Selected text:

#####

EJM Advice

Superannuation Post-Retirement: What You Need to Know

Your superannuation has two distinct phases: the accumulation phase and the drawdown phase. 

  1. The accumulation phase refers to the duration of your working period, where you can contribute to your super fund or where your super balance is accumulating. 
  1. The drawdown phase is referring to your retirement phase where you are able to access your superannuation. 

There are many things you can do with your super fund. Aside from leaving the money in the account until you need it, other options include:

  • Drawing some or all of the money as a lump sum
  • Moving money into an annuity 
  • Transferring funds into an account-based pension.

It’s crucial to know that when it comes to your super fund, you are allowed as a retiree to choose more than one of these options. 

Is it Wise to Leave Your Money in Super During Retirement?

Many people opt to keep their money in their super. This way, your super balance will continue to grow. Plus, you can still make ad-hoc withdrawals when you like.

But this isn’t advisable in some situations when it may not be the best use of one’s money as your super investment earnings are not tax-free.  

The superannuation system in Australia exists to provide people with funds to spend once they retire, so leaving it in the accumulation phase isn’t always the most beneficial. 

Your financial adviser may provide you with alternative strategies for a retirement plan that suits your needs and lifestyle

When Can You Take Money Out of Your Super?

You can withdraw your super once you reach the age of 65 and once you meet your super fund’s conditions of release. You may also access your money once you’ve reached your “preservation age,” which ranges from 55–60, depending on your year of birth1. 

Moreover, you’ll have to meet specific conditions if you want to take all your funds out as a lump sum. You’ll have to meet one of these criteria:

  • Turning 65
  • Fully retired
  • Over 60 and finishing at a workplace (even if you get a new job)

#####

Supplied entries:
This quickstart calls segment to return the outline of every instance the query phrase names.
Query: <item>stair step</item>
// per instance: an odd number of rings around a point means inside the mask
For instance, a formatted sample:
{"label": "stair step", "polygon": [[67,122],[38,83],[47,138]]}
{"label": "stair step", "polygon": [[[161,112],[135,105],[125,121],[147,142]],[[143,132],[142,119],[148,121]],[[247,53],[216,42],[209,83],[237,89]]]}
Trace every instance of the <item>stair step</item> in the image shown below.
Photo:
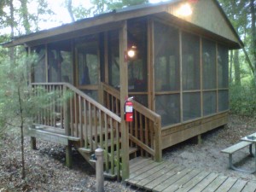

#####

Tasks to perform:
A – Translate this sentence from the superannuation article into Spanish: "There are many things you can do with your super fund."
B – According to the superannuation article, what are the two phases of superannuation?
C – Repeat the part of the superannuation article starting with "The superannuation system" and going on through "year of birth1.".

Answers below:
A – Hay muchas cosas que puede hacer con su fondo de jubilación.

B – The accumulation phase and the drawdown phase.

C –
The superannuation system in Australia exists to provide people with funds to spend once they retire, so leaving it in the accumulation phase isn’t always the most beneficial. 

Your financial adviser may provide you with alternative strategies for a retirement plan that suits your needs and lifestyle

When Can You Take Money Out of Your Super?

You can withdraw your super once you reach the age of 65 and once you meet your super fund’s conditions of release. You may also access your money once you’ve reached your “preservation age,” which ranges from 55–60, depending on your year of birth1.